* Text excerpt:
Riddle me this, is making flour from acorns murdering oak trees?

Are you murdering potato plants when you eat french fries?

Does munching on peanuts make you peanut hitler?

If I have caviar, am I responsible for the murder of thousands of fish?


Almost no acorns would have turned into trees, so the comparison falls down. If we look at saplings, we'd be closer, and obviously killing a sapling is more or less equivalent to killing an oak tree. We don't tend to talk about "murder" when it comes to plants.

Peanuts and caviar are the same, or even more silly. Only with potatoes does the question make sense, and clearly the answer is yes, potato plants die when you harvest them. But almost nobody thinks that is an issue, since they are not even sentient.


So what you're saying is, only things that are born matter if you kill them?

In that case, you shouldn't have an issue with a fetus being aborted.

Also, that's now how potatoes work. You harvest them after the plant has died. At least for potatoes used for french fries.


> So what you're saying is, only things that are born matter if you kill them?

* Stated goal A:
Answer these questions using the acorn discussion.
(i) What does the opening message say is made from acorns?
(ii) Why does the reply say the acorn comparison falls down?
(iii) According to the final reply, when are potatoes for french fries harvested?
* Stated goal B:
Write out the part of the acorn discussion starting at "Riddle me this, is" and ending at "thousands of fish?", replacing "murdering" with "harming".
The records that come next have no connection to the acorn discussion.

* Dataset extract:
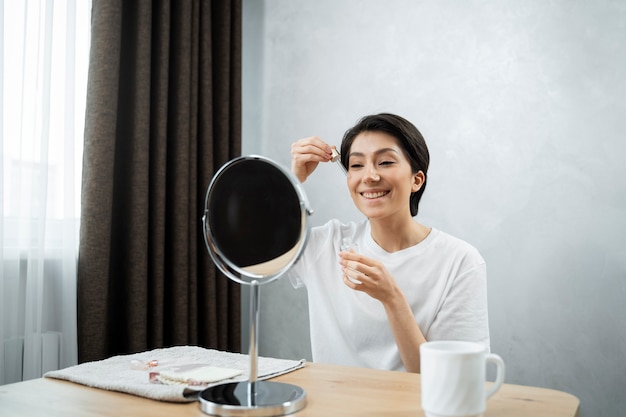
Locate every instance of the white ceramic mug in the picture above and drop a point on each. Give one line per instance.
(453, 376)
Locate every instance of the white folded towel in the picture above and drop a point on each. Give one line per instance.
(183, 371)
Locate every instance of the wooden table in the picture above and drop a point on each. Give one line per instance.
(331, 391)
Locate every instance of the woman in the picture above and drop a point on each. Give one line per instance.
(406, 283)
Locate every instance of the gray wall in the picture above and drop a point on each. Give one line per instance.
(522, 106)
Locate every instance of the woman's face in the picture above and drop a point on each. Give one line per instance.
(379, 176)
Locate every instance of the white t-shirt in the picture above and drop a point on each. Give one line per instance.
(443, 279)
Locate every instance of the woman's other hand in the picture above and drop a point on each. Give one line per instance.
(368, 275)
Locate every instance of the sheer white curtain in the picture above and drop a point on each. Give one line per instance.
(43, 63)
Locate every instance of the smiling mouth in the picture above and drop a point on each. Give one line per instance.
(375, 195)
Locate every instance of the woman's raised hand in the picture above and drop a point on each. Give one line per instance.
(306, 154)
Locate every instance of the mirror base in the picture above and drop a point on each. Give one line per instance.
(260, 398)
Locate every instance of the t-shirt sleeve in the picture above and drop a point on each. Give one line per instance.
(463, 314)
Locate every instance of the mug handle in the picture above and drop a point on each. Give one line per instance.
(497, 360)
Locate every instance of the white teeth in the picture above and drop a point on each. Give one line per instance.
(374, 195)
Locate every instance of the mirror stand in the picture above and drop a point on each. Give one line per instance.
(253, 397)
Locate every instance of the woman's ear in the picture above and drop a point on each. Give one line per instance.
(418, 181)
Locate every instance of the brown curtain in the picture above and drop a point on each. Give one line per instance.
(163, 114)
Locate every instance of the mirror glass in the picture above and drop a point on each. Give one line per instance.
(255, 219)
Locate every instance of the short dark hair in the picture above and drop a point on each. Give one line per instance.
(409, 137)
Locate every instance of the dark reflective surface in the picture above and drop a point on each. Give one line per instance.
(255, 219)
(255, 214)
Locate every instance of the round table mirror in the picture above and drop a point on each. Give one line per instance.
(255, 227)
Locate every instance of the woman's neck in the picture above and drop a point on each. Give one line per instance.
(397, 235)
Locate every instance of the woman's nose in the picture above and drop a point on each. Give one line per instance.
(372, 174)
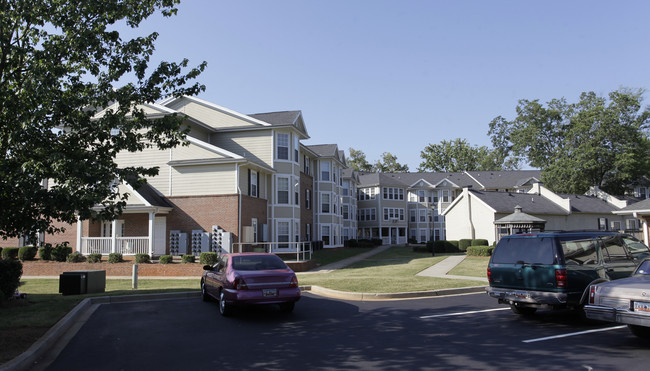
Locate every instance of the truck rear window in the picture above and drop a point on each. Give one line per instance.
(524, 250)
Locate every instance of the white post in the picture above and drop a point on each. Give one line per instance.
(151, 225)
(114, 235)
(79, 234)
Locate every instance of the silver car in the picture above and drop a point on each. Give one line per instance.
(625, 300)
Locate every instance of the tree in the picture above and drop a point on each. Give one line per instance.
(389, 164)
(459, 155)
(595, 142)
(60, 63)
(357, 160)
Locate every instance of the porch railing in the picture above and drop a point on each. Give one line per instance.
(302, 250)
(123, 245)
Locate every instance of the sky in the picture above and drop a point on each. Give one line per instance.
(395, 76)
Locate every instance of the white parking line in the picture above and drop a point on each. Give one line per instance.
(463, 313)
(573, 334)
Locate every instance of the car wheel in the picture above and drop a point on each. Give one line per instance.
(204, 292)
(640, 331)
(287, 307)
(524, 311)
(224, 308)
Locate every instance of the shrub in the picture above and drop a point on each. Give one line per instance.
(142, 258)
(60, 252)
(94, 258)
(463, 244)
(480, 242)
(75, 257)
(115, 257)
(10, 272)
(10, 253)
(27, 253)
(208, 258)
(480, 250)
(45, 252)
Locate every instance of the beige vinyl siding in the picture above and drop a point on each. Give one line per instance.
(149, 157)
(210, 116)
(254, 145)
(204, 180)
(193, 152)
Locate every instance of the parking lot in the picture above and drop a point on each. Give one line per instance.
(464, 331)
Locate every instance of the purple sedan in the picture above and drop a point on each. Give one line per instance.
(250, 278)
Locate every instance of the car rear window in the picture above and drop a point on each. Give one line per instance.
(524, 250)
(257, 263)
(579, 250)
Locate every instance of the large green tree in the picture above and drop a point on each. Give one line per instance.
(388, 164)
(597, 141)
(60, 63)
(357, 160)
(459, 155)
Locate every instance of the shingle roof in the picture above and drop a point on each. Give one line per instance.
(277, 118)
(505, 202)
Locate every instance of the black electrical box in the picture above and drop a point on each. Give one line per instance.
(82, 282)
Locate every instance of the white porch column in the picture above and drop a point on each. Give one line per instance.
(151, 232)
(79, 234)
(114, 235)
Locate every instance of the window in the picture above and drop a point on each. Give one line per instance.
(253, 180)
(602, 224)
(391, 193)
(325, 171)
(283, 146)
(283, 234)
(325, 202)
(325, 231)
(283, 190)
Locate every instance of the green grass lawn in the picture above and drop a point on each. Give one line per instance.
(475, 266)
(390, 271)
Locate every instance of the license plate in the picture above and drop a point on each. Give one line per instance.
(642, 307)
(270, 292)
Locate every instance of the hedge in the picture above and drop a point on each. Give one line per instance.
(480, 250)
(10, 253)
(10, 272)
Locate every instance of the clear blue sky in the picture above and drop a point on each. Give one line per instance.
(395, 76)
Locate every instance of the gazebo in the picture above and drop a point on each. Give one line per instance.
(518, 222)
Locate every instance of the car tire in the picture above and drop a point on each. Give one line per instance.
(287, 307)
(204, 293)
(224, 307)
(640, 331)
(524, 311)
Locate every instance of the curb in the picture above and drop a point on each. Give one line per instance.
(322, 291)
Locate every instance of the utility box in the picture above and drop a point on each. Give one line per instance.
(82, 282)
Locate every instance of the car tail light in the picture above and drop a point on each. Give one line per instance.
(240, 284)
(560, 278)
(592, 294)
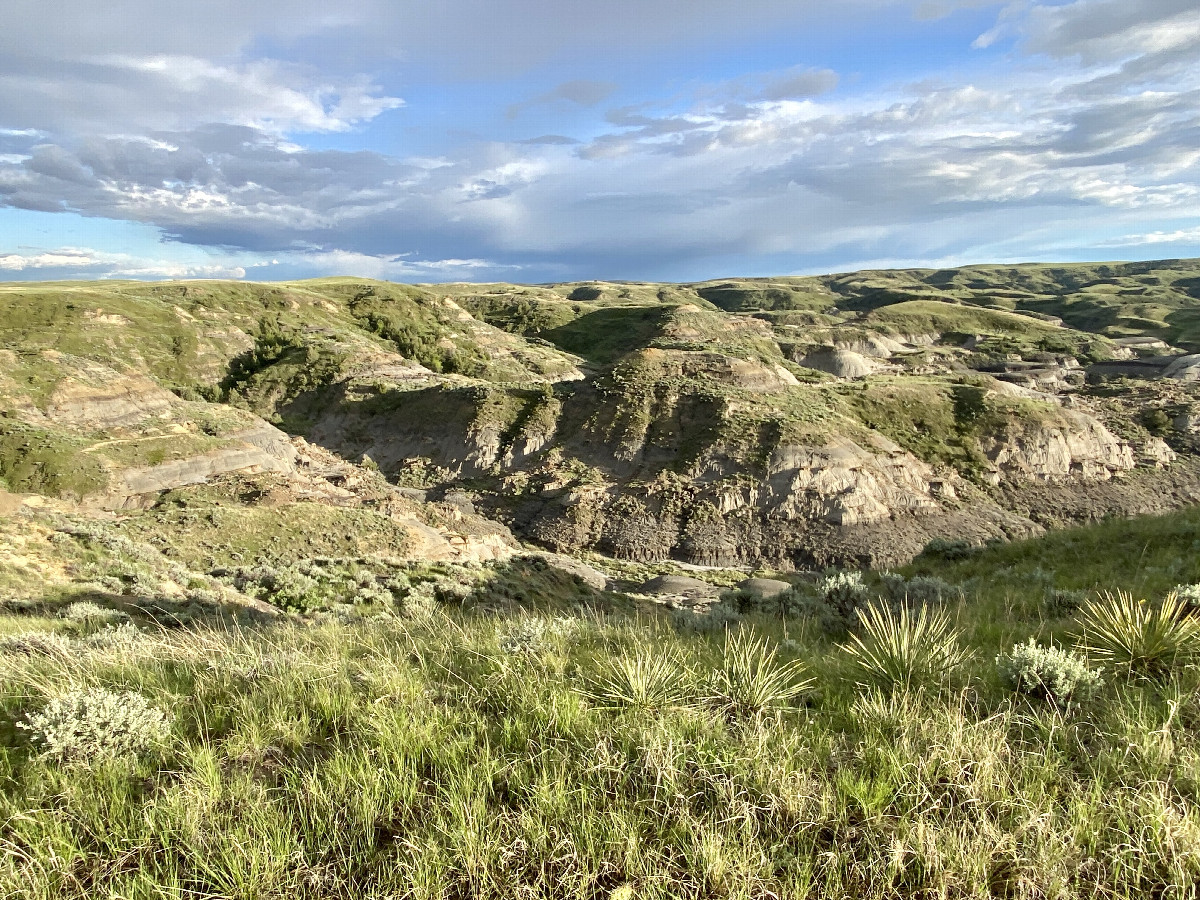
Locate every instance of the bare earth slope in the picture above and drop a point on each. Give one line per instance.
(787, 421)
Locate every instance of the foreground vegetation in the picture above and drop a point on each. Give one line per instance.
(913, 744)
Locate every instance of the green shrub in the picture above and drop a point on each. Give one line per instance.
(1057, 603)
(1049, 672)
(901, 648)
(95, 723)
(36, 643)
(1137, 637)
(831, 604)
(751, 678)
(1189, 595)
(533, 635)
(715, 618)
(919, 589)
(948, 550)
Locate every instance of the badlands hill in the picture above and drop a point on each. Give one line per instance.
(783, 423)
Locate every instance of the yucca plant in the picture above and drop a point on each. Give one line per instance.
(903, 648)
(753, 678)
(1139, 639)
(641, 682)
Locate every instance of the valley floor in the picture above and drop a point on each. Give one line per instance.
(552, 745)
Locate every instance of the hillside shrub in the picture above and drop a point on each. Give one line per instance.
(1060, 603)
(919, 589)
(36, 643)
(533, 635)
(84, 725)
(831, 604)
(1053, 673)
(718, 617)
(87, 612)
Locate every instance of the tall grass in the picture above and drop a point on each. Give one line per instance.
(383, 759)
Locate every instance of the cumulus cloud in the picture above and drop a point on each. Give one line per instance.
(210, 144)
(76, 262)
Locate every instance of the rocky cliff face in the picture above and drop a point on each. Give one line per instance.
(803, 421)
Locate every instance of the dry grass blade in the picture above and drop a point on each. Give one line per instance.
(1137, 637)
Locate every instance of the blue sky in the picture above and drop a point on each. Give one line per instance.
(534, 141)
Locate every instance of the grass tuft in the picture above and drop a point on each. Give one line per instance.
(751, 678)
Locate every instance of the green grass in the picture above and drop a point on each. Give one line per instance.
(527, 739)
(393, 759)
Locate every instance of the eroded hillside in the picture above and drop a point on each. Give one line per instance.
(785, 421)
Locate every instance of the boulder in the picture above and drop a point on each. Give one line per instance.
(763, 588)
(679, 586)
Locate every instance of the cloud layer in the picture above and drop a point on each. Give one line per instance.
(1083, 135)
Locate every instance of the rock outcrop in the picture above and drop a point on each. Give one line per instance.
(1073, 447)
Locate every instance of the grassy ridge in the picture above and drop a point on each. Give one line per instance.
(463, 754)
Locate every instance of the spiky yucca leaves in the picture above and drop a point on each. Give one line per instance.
(753, 678)
(1137, 637)
(641, 682)
(904, 648)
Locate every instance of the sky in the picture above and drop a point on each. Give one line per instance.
(541, 141)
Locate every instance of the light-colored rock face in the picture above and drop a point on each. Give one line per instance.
(258, 449)
(1185, 369)
(733, 371)
(843, 364)
(1077, 447)
(1156, 453)
(115, 402)
(844, 484)
(875, 346)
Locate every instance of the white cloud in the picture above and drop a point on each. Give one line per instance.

* Full answer A:
(i) Flour.
(ii) Almost no acorns would have turned into trees.
(iii) After the plant has died.

* Full answer B:
Riddle me this, is making flour from acorns harming oak trees?

Are you harming potato plants when you eat french fries?

Does munching on peanuts make you peanut hitler?

If I have caviar, am I responsible for the murder of thousands of fish?